Texte fourni:
———

L’Iran vient de procéder à un essai de tir balistique en mer d’Oman, dans un contexte de tension croissante avec les Etats-Unis depuis l’élection de Donald Trump.

Au vu de ces tirs, comment interprétez-vous les intentions du régime iranien ? Doit-on les considérer comme un acte de défiance vis-à-vis de la communauté internationale ?

Il ne faut pas sur-interpréter ces essais de missiles iraniens comme étant toujours des marques de provocation envers la communauté internationale. Non pas que la provocation n’existe pas en certaines périodes mais, dans ce cas précis, il s’agit plutôt de regarder le budget militaire iranien rapporté au PIB du pays : l’Iran, un pays grand comme trois fois la France, ne fait absolument pas partie des Etats qui dépensent le plus dans leur armée. Des pays comme Israël ou l’Arabie saoudite affichent des dépenses militaires beaucoup plus importantes. En revanche, Téhéran a axé sa politique de défense sur une stratégie de dissuasion depuis le milieu des années 1980. Elle est ainsi basée sur des essais réguliers de missiles et il est compréhensible que, dans une région pour le moins instable, l’Iran entretienne sa politique de défense. Alors que les récentes déclarations du gouvernement américain annoncent une augmentation de budget militaire, il est difficile de critiquer l’Iran d’effectuer des essais de missiles pour maintenir sa politique de dissuasion à visée défensive, sans forcément de volonté de provoquer les Etats-Unis.
En revanche, ces essais mettent-ils l’Iran en situation d’illégalité par rapport au droit international ? L’accord sur le nucléaire de 2015 impliquait que l’Iran ne teste pas de missiles qui puissent porter des charges nucléaires. Or, Téhéran affirme que les missiles testés ne sont pas destinés à porter des charges nucléaires. De ce point de vue-là, on ne peut donc pas affirmer, comme le fait le gouvernement américain, que l’Iran ne respecte pas l’accord de juillet 2015.

Depuis l’élection de Donald Trump, comment ont évolué les relations entre Téhéran et Washington ?

Dès sa campagne électorale, la tonalité de la rhétorique de Donald Trump était très agressive contre l’Iran. Depuis qu’il est au pouvoir, il a prononcé plusieurs déclarations qui dépeignent Téhéran comme l’un des ennemis des Etats-Unis. L’interdiction de visas concerne notamment les Iraniens, qui sont décrits comme des terroristes potentiels. La tonalité prise par Trump est donc violemment anti-iranienne et illustre un réel changement par rapport à la politique de Barack Obama. Alors que l’accord sur le nucléaire avait résulté de longues négociations entre ces deux pays, les déclarations de Trump introduisent une rupture dans cette « normalisation » de la relation irano-américaine.

———

Lignes de données:
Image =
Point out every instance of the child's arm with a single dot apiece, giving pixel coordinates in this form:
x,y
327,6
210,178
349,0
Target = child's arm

———

Votre objectif: Dressez la liste de tous les pays nommés dans le texte sur les essais de missiles iraniens.

Réponse attendue: Iran, Etats-Unis, France, Israël, Arabie saoudite